■ **Prompt**: Check each line of the data for "armco", and copy the ones that have it.

■ **Material provided**:
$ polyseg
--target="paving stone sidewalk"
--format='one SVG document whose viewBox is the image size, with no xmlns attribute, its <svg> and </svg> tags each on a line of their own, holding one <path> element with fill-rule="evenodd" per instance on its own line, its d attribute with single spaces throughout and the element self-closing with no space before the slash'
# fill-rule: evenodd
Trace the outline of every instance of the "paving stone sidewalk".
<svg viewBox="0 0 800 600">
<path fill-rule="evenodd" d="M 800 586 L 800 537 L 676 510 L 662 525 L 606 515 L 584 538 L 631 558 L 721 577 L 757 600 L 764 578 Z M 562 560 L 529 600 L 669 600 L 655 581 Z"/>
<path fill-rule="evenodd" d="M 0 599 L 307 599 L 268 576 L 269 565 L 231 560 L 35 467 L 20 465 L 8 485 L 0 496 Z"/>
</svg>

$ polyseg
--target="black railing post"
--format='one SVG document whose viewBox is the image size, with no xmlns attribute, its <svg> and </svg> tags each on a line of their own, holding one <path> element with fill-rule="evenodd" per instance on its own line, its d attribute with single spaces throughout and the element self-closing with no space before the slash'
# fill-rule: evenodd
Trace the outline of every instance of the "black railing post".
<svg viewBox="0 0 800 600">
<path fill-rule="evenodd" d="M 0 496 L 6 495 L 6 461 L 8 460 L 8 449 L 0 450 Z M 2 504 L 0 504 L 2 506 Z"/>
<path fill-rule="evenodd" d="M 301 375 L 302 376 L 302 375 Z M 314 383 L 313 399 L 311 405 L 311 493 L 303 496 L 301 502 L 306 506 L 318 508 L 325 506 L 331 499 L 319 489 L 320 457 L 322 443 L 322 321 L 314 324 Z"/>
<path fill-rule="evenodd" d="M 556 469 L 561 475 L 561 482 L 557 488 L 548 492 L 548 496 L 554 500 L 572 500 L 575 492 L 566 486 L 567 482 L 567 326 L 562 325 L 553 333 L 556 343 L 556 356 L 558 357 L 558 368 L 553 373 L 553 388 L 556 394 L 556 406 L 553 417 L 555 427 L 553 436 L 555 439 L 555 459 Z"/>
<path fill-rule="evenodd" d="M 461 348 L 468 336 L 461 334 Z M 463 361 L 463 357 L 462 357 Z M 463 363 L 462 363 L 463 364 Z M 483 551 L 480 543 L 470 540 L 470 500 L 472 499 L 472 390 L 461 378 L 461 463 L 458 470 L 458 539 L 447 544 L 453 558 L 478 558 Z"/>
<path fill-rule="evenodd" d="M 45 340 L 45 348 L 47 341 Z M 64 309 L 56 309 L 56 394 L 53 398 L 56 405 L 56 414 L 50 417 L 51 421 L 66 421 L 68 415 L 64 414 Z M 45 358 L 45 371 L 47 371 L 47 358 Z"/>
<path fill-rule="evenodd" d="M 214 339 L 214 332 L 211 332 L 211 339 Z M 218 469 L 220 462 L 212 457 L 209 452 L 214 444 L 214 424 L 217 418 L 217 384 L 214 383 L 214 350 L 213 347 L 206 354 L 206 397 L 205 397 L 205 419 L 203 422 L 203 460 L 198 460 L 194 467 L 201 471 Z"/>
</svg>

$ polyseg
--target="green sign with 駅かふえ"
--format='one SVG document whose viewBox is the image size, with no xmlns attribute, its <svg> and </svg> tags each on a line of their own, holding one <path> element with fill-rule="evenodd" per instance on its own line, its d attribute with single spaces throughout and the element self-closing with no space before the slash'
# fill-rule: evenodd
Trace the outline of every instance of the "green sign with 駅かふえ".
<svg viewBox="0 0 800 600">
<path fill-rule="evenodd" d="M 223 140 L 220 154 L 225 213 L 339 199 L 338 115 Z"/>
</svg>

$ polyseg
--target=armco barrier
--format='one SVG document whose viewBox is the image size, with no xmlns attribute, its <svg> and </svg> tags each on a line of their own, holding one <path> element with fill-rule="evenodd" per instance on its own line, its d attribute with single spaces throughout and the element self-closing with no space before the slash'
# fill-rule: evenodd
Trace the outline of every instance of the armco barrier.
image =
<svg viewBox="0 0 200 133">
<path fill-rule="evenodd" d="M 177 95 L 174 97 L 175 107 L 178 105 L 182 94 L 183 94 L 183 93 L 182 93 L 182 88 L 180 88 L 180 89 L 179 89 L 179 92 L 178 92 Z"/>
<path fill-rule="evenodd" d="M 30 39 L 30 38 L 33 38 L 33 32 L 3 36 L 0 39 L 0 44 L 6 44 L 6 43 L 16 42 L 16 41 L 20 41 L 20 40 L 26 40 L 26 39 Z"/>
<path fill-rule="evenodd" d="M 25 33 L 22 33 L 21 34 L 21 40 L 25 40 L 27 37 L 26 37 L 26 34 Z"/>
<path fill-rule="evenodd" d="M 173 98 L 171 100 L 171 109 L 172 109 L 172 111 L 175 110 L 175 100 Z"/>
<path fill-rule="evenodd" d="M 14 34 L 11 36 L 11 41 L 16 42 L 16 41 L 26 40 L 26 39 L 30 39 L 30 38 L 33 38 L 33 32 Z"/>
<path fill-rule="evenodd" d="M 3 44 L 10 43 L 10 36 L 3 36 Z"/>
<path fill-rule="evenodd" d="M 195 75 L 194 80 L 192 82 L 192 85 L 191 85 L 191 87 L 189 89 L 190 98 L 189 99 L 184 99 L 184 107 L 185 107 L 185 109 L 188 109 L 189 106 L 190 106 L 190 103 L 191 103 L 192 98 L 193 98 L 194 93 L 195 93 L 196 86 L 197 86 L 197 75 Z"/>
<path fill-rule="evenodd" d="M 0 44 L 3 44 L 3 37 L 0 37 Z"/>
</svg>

■ **Answer section**:
--target=armco barrier
Trace the outline of every instance of the armco barrier.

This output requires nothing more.